[PROVIDED DATA — start]
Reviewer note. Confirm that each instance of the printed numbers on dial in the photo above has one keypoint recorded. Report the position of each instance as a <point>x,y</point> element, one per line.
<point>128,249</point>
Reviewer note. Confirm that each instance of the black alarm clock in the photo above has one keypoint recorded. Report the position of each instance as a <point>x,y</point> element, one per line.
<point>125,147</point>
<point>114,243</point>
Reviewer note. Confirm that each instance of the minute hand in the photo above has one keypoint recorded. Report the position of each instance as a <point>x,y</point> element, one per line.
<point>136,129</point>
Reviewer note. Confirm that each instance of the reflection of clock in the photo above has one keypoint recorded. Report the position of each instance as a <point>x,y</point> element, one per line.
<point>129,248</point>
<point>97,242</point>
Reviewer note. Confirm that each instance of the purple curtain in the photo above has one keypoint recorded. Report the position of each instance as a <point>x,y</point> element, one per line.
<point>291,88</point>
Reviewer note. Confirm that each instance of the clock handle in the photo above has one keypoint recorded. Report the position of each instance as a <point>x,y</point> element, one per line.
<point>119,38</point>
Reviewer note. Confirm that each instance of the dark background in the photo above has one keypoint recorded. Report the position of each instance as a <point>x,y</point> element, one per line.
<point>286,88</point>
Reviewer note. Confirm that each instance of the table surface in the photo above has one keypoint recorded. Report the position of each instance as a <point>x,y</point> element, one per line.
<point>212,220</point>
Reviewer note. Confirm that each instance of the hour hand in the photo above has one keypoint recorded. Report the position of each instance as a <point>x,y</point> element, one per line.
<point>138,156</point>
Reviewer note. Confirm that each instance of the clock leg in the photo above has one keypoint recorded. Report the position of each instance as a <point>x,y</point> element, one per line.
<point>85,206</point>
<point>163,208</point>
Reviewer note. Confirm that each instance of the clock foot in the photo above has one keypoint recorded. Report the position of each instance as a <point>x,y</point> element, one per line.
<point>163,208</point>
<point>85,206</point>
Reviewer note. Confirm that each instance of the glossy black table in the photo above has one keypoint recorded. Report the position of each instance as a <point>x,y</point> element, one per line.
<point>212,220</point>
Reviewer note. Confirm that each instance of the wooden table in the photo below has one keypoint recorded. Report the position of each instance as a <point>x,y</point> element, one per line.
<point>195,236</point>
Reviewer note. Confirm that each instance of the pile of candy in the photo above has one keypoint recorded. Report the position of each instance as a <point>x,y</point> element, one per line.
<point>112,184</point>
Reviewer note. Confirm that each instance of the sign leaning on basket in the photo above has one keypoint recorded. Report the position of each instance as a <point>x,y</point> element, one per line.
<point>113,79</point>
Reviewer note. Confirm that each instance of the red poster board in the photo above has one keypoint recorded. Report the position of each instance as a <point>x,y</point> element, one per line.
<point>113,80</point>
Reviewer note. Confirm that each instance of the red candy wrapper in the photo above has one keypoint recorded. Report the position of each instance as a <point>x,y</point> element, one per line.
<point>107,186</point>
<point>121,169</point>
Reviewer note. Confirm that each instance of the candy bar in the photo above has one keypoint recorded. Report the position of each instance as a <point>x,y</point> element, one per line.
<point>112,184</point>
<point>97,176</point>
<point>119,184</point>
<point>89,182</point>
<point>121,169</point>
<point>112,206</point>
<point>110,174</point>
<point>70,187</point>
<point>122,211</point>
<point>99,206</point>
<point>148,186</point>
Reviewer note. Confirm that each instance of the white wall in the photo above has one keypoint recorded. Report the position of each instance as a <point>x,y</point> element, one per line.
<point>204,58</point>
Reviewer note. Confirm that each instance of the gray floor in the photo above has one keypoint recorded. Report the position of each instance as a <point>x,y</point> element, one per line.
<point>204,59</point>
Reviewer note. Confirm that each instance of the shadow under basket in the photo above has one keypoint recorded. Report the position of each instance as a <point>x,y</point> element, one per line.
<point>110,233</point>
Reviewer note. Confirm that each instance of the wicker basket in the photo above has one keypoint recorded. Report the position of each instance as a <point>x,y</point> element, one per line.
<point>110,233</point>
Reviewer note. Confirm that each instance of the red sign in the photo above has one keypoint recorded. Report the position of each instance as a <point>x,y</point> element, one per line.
[PROVIDED DATA — finish]
#### WORK INSTRUCTION
Set down the records above once more, exactly as they stand.

#### SOLUTION FOR THIS TASK
Reviewer note. Confirm that each instance of the printed numbers on dial in the photo above has one keypoint recorded. Report the position of each instance as a <point>x,y</point> element, one per line.
<point>128,249</point>
Reviewer note. Confirm that each instance of the black alarm clock in the photo above has one keypoint recorded. Report the position of each instance as a <point>x,y</point> element, one per line.
<point>125,147</point>
<point>114,243</point>
Reviewer note. Confirm that each instance of the minute hand in the photo above has one keypoint recorded. Report the position of each instance as a <point>x,y</point> element, one per line.
<point>136,129</point>
Reviewer note. Confirm that each instance of the reflection of clock in the photo above has one keypoint recorded. Report the position of each instance as a <point>x,y</point> element, one per line.
<point>129,248</point>
<point>97,242</point>
Reviewer note. Confirm that each instance of the purple curtain in the photo above has one keypoint recorded. Report the position of each instance as a <point>x,y</point> element, one per line.
<point>291,88</point>
Reviewer note. Confirm that each instance of the clock handle in the photo above has one keypoint recorded. Report the position of each instance as a <point>x,y</point> element, one per line.
<point>119,38</point>
Reviewer note. Confirm that each instance of the dark background in the photo above has one keypoint recorded. Report the position of each instance as a <point>x,y</point> element, one per line.
<point>286,88</point>
Reviewer note. Confirm that each instance of the table surface in the photo above has one keypoint recorded. Report the position of each instance as a <point>x,y</point> element, one per line.
<point>212,220</point>
Reviewer note. Confirm that each instance of the hour hand in the photo above has one keypoint recorded. Report the position of each instance as a <point>x,y</point> element, one per line.
<point>138,156</point>
Reviewer note. Confirm that each instance of the clock leg in the photo above has one keypoint recorded. Report the position of each instance as a <point>x,y</point> element, one per line.
<point>85,206</point>
<point>163,208</point>
Reviewer note. Confirm that each instance of the clock foot in the photo above has one keypoint recorded. Report the position of each instance as a <point>x,y</point> element, one per line.
<point>163,208</point>
<point>85,206</point>
Reviewer note. Confirm that each instance of the glossy black table in the photo above has one keypoint recorded. Report the position of each instance as a <point>x,y</point> element, one per line.
<point>212,220</point>
Reviewer note. Confirm that each instance of the wooden table in the photo below has one keypoint recorded. Report the position of each instance as a <point>x,y</point> element, one per line.
<point>195,236</point>
Reviewer note. Confirm that each instance of the pile of candy in the photo above has one keypoint recorded. Report the position of each instance as a <point>x,y</point> element, one per line.
<point>112,184</point>
Reviewer note. Confirm that each instance of the sign leaning on basket in the photo above has one keypoint recorded. Report the position of each instance as a <point>x,y</point> element, one per line.
<point>113,79</point>
Reviewer note. Confirm that each instance of the red poster board in the photo above has one keypoint recorded. Report the position of each instance as a <point>x,y</point> element, one per line.
<point>113,80</point>
Reviewer note. Confirm that each instance of the red candy wrapper in the photo above has one keypoint recorded. Report the position of each instance as a <point>x,y</point> element, one per line.
<point>107,186</point>
<point>121,169</point>
Reviewer note. Confirm that each instance of the candy bar in the photo above has one keypoint recorded. Report the position of each instance as a <point>x,y</point> element, one per line.
<point>112,184</point>
<point>97,176</point>
<point>119,184</point>
<point>89,182</point>
<point>121,169</point>
<point>112,206</point>
<point>110,174</point>
<point>70,187</point>
<point>122,211</point>
<point>99,206</point>
<point>148,186</point>
Reviewer note. Confirm that each instance of the white wall in the photo above has one keypoint recorded. Report the position of each instance as a <point>x,y</point> element, one per line.
<point>204,58</point>
Reviewer note. Confirm that each instance of the gray floor in the photo above has one keypoint recorded. Report the position of each instance as a <point>x,y</point> element, one per line.
<point>204,59</point>
Reviewer note. Confirm that each instance of the shadow under basket in the photo above has one keypoint recorded. Report the position of each instance as a <point>x,y</point> element, one per line.
<point>110,233</point>
Reviewer note. Confirm that each instance of the wicker basket in the photo above has one keypoint recorded. Report the position of each instance as a <point>x,y</point> element, one per line.
<point>110,233</point>
Reviewer note. Confirm that each instance of the red sign in the photo above has one keypoint recorded. Report the position of each instance as a <point>x,y</point> element, one per line.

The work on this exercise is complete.